| Supplied data |
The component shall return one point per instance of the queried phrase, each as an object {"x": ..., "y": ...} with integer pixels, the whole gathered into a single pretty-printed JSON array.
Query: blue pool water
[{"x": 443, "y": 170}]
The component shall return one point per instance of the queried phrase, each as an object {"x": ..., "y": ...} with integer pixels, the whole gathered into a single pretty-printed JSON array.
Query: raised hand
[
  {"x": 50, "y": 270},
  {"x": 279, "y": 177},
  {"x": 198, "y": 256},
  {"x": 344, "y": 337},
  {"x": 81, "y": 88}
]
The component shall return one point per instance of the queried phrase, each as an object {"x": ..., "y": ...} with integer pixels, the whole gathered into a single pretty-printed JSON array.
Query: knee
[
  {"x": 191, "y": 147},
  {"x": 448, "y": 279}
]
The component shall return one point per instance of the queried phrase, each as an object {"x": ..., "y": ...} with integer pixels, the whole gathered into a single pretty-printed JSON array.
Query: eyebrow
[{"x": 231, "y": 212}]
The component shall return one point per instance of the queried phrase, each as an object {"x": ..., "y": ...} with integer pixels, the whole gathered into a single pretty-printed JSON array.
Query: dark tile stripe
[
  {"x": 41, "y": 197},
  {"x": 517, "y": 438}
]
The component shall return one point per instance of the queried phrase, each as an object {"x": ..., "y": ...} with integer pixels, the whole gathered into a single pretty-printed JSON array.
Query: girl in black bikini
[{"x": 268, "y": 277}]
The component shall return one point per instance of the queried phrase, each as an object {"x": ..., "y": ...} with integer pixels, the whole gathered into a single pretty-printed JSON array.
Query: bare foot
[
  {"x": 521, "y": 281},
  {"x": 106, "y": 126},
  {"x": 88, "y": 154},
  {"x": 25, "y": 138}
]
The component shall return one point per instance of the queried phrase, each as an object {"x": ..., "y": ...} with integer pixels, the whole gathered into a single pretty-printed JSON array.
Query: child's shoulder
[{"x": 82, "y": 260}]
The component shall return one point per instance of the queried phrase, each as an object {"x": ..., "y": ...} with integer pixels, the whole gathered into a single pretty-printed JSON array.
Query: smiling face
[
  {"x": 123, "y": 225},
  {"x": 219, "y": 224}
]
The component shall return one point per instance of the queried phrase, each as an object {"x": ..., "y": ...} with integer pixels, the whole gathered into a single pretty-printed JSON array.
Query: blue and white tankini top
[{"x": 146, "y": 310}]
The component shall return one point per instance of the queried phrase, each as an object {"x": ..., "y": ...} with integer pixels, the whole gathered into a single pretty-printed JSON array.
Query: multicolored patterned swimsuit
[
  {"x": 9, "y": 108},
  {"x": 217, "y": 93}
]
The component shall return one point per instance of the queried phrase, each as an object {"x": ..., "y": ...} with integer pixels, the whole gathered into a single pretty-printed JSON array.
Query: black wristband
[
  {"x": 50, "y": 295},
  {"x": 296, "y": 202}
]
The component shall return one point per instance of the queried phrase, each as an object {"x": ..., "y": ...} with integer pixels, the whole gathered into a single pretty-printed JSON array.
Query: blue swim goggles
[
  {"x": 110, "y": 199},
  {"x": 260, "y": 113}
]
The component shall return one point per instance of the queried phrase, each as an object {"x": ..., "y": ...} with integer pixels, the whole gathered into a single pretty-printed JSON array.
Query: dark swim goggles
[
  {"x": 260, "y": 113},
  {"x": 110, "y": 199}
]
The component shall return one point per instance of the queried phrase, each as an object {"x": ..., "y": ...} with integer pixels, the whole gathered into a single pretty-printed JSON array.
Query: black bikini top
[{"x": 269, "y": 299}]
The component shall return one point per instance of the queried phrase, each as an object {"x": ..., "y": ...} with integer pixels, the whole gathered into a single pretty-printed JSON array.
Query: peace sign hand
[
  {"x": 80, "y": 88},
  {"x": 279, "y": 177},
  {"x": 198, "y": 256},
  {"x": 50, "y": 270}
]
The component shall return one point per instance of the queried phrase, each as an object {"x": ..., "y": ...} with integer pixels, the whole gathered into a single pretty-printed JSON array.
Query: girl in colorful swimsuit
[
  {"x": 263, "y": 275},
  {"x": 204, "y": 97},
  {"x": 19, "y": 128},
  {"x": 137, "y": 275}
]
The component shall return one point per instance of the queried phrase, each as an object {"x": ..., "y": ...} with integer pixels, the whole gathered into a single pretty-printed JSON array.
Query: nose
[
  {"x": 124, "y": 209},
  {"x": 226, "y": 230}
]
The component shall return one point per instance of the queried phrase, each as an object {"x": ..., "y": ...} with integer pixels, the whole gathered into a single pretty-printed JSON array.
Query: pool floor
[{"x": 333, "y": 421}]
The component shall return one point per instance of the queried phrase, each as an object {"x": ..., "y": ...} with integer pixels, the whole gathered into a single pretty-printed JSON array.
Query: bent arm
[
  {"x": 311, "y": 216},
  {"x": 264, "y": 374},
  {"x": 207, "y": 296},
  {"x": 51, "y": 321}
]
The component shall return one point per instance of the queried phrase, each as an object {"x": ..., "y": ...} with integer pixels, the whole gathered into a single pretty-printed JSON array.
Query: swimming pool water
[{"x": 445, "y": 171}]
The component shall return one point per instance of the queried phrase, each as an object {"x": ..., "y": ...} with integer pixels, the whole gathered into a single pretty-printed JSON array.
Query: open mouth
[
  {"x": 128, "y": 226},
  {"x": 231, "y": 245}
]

| Task brief |
Your response should consist of the whole listing, repeated exactly.

| Exercise output |
The component shall return one point per instance of the queried phrase, each as an object {"x": ..., "y": ...} with integer pixels, the whole gathered into a single pretty-printed JSON array.
Query: blue pool water
[{"x": 443, "y": 170}]
The component shall return one point per instance of the queried phrase, each as an object {"x": ..., "y": ...} with integer pixels, the whole gathered into a single pretty-printed JSON array.
Query: raised hand
[
  {"x": 50, "y": 270},
  {"x": 279, "y": 177},
  {"x": 198, "y": 256},
  {"x": 344, "y": 337},
  {"x": 81, "y": 88}
]
The component shall return one point per instance of the queried phrase, each as an object {"x": ..., "y": ...} with integer pixels, the whole gathered into a single pretty-printed JSON array.
Query: knee
[
  {"x": 191, "y": 147},
  {"x": 448, "y": 279}
]
The component shall return one point per instance of the queried phrase, each as an object {"x": ..., "y": ...} with integer pixels, the whole gathered into a single pretty-printed JSON array.
Query: eyebrow
[{"x": 231, "y": 212}]
The component shall return one point per instance of the queried phrase, each as an object {"x": ..., "y": ...} with integer pixels, the whole gathered into a single pretty-printed JSON array.
Query: dark tile stripe
[
  {"x": 41, "y": 197},
  {"x": 517, "y": 438}
]
The component shall return one point per instance of the queried phrase, each as an object {"x": ..., "y": ...} with integer pixels, the whole gathered into a single pretty-printed JSON array.
Query: girl in black bikini
[{"x": 268, "y": 277}]
The component shall return one point per instance of the queried phrase, each as an object {"x": ..., "y": ...} with integer pixels, the whole gathered into a single pretty-printed JSON array.
Query: bare foot
[
  {"x": 521, "y": 281},
  {"x": 106, "y": 126},
  {"x": 88, "y": 154},
  {"x": 25, "y": 138}
]
The component shall return one point per instance of the queried phrase, each as an object {"x": ..., "y": ...} with integer pixels, the whole gathered into a single pretty-printed JSON array.
Query: child's shoulder
[{"x": 82, "y": 260}]
The component shall return one point per instance of the queried phrase, each as an object {"x": ..., "y": ...} with integer pixels, the whole gathered into a single pretty-printed JSON array.
Query: smiling face
[
  {"x": 123, "y": 225},
  {"x": 219, "y": 224}
]
The component shall return one point per instance of the queried phrase, each as an object {"x": ..., "y": ...} with integer pixels, the whole gathered into a single pretty-printed JSON array.
Query: blue and white tankini top
[{"x": 146, "y": 310}]
The component shall return one point per instance of the queried phrase, each as an object {"x": ..., "y": ...} with integer pixels, the whole gathered into a single pretty-printed JSON array.
Query: multicolored patterned swimsuit
[
  {"x": 9, "y": 108},
  {"x": 217, "y": 93}
]
The component shall return one point per instance of the queried phrase, each as an object {"x": ..., "y": ...} with integer pixels, the whole gathered into a single pretty-printed JSON array.
Query: black wristband
[
  {"x": 50, "y": 295},
  {"x": 296, "y": 202}
]
The component shall return one point per instance of the queried phrase, each as an object {"x": ..., "y": ...} with integer pixels, the whole gathered into a single pretty-printed JSON array.
Query: blue swim goggles
[
  {"x": 110, "y": 199},
  {"x": 260, "y": 113}
]
The component shall return one point per instance of the queried phrase, each as an object {"x": ..., "y": ...} with integer pixels, the whole gathered into a single pretty-printed JSON array.
Query: dark swim goggles
[
  {"x": 260, "y": 113},
  {"x": 110, "y": 199}
]
The component shall return one point per instance of the queried phrase, each as an object {"x": ..., "y": ...} with integer pixels, the whole gathered into a single pretty-printed JSON array.
Query: black bikini top
[{"x": 269, "y": 299}]
The component shall return one point per instance of the queried phrase, each as an object {"x": ..., "y": ...} with integer pixels, the whole gathered into a single pretty-printed JSON array.
Query: peace sign hand
[
  {"x": 80, "y": 88},
  {"x": 279, "y": 177},
  {"x": 198, "y": 256},
  {"x": 50, "y": 270}
]
The component shall return one point per instance of the queried phrase, each as an object {"x": ..., "y": ...} with integer pixels, the whole gathered into a single pretty-printed JSON array.
Query: girl in colorful swimsuit
[
  {"x": 263, "y": 275},
  {"x": 204, "y": 97},
  {"x": 19, "y": 128},
  {"x": 137, "y": 275}
]
The component shall return one point per instance of the queried phrase, each as an object {"x": ..., "y": ...} with integer pixels, the whole gathered into a single pretty-printed JSON array.
Query: nose
[
  {"x": 124, "y": 209},
  {"x": 226, "y": 230}
]
The component shall return one point per instance of the queried phrase, each as an object {"x": ..., "y": ...} with integer pixels, the whole gathered into a single pretty-printed JSON array.
Query: pool floor
[{"x": 333, "y": 421}]
The component shall return one point per instance of the queried phrase, each as an object {"x": ..., "y": ...} with integer pixels, the whole gathered into a single pretty-printed JSON array.
Query: bent arm
[
  {"x": 311, "y": 216},
  {"x": 264, "y": 374},
  {"x": 207, "y": 296},
  {"x": 51, "y": 321}
]
The component shall return one point per instance of the queried phrase, each as an object {"x": ..., "y": ...} with integer pixels, the whole gathered into a single pretty-printed JSON array.
Query: swimming pool water
[{"x": 445, "y": 171}]
The component shall return one point per instance of the queried phrase, each as an object {"x": ..., "y": ...} with integer pixels, the whole gathered into a single pretty-printed JSON array.
Query: open mouth
[
  {"x": 128, "y": 226},
  {"x": 231, "y": 245}
]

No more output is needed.